* _Trecho do texto_:
►

Estudo ajuda a entender os mecanismos envolvidos em transtornos do neurodesenvolvimento

A partir do momento em que uma proteína ou enzima relacionada a alguma doença é identificada como alvo terapêutico, o estudo de sua estrutura tridimensional – as posições de cada um dos seus átomos e suas interações – permite entender a fundo sua ação. Isso é possível não só para essas substâncias produzidas por microrganismos, como vírus ou bactérias, capazes de atacar nosso organismo. É possível também, por exemplo, entender moléculas normalmente produzidas pelo próprio corpo humano, mas que tiveram sua estrutura e função alteradas devido a alguma mutação genética.

Assim, em artigo recentemente publicado no periódico Nature Chemical Biology, Juliana F. de Oliveira, do Laboratório Nacional de Biociências (LNBio), e colaboradores documentam, pela primeira vez, o mecanismo de atuação de uma nova mutação genética no gene UBE2A identificada em pacientes com deficiência intelectual.

O gene UBE2A está localizado no cromossomo X e codifica a proteína de mesmo nome que participa do processo de “marcação” de proteínas defeituosas dentro da célula. Essa marcação é feita por meio da adição da proteína ubiquitina nas proteínas defeituosas, como se fosse uma etiqueta, e que a seguir, em condições normais, são enviadas para degradação.

A primeira descrição de mutação neste gene foi feita em 2006 e desde então a síndrome passou a ser chamada de deficiência intelectual “tipo Nascimento”, em homenagem à primeira autora do trabalho inicial, a brasileira Rafaella Nascimento.

A síndrome causada por mutações neste gene é pouco conhecida e, provavelmente, subnotificada. Ela apresenta quadro clínico com manifestações variáveis, incluindo deficiência intelectual, que pode variar de grau moderado a grave, comprometimento de fala, convulsões e alterações de face.

Neste estudo foram usados os dados obtidos a partir da análise do sequenciamento genético de uma família atendida no Centro de Pesquisa sobre o Genoma Humano e Células-Tronco (Instituto de Biociências da USP), com dois irmãos afetados por deficiência intelectual leve.

Entre as diversas análises feitas pelos pesquisadores, foi utilizada a linha de luz MX2 de cristalografia de proteínas do Laboratório Nacional de Luz Síncrotron (LNLS) para investigar a estrutura da proteína. Assim, a equipe pôde desvendar como a mutação genética impacta na estrutura da proteína UBE2A e, consequentemente, altera a sua função.

◄

* _Linhas listadas_:

►

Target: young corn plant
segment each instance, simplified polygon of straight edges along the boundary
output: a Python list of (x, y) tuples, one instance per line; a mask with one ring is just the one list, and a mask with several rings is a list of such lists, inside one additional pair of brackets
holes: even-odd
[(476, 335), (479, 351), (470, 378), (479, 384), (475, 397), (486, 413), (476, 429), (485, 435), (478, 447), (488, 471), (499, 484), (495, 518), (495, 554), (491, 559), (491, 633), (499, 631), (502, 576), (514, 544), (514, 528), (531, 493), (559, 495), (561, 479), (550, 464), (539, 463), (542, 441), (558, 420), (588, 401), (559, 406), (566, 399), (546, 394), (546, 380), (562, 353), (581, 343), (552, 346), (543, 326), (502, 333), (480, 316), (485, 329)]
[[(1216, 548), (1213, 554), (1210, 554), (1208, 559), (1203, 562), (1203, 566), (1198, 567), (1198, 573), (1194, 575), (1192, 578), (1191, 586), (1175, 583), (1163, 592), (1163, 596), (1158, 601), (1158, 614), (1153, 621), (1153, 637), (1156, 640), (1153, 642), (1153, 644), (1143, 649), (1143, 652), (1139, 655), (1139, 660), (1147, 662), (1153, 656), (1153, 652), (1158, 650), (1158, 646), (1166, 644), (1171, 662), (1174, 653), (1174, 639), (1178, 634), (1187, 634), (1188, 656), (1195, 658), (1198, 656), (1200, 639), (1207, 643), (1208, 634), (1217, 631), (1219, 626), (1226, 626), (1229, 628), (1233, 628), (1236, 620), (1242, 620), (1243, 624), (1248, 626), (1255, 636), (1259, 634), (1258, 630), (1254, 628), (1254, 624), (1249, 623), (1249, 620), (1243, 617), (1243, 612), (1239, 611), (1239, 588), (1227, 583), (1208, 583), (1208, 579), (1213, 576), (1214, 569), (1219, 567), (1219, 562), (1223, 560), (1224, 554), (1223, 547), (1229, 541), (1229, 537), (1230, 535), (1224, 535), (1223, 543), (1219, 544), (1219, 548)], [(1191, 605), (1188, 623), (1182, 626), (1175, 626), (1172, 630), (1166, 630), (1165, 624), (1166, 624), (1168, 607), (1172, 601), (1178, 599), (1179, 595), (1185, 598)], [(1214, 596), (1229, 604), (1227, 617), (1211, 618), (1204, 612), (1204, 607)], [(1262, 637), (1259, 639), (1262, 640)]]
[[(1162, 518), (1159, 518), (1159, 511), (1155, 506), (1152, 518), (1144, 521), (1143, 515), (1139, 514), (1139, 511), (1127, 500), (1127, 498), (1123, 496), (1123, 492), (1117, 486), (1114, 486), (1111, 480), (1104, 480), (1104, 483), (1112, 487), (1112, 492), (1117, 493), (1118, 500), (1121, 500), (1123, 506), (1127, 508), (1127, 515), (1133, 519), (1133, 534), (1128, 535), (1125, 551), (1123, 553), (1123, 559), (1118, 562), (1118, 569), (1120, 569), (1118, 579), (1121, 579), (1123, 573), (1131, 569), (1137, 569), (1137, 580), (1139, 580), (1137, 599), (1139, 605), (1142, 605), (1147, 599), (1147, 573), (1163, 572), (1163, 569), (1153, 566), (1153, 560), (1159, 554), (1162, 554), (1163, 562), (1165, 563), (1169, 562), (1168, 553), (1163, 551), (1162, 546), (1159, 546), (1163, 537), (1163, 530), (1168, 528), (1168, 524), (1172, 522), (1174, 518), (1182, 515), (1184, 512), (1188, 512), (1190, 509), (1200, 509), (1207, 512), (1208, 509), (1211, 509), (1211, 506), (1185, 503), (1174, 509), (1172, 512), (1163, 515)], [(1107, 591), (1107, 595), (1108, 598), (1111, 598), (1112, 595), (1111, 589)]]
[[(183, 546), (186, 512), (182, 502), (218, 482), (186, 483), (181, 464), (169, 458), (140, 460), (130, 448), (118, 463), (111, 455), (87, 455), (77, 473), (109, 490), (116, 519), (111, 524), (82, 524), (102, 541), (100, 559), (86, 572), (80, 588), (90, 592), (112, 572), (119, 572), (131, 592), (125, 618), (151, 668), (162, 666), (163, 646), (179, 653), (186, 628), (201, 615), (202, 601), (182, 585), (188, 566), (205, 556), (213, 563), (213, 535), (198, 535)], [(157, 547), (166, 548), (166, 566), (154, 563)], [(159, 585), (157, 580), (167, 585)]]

◄

* _Instruções da tarefa_: Segundo o trecho do texto, em qual cromossomo fica o gene UBE2A? As linhas vêm de uma fonte diferente da do texto.

* _Exercício resolvido_: No cromossomo X.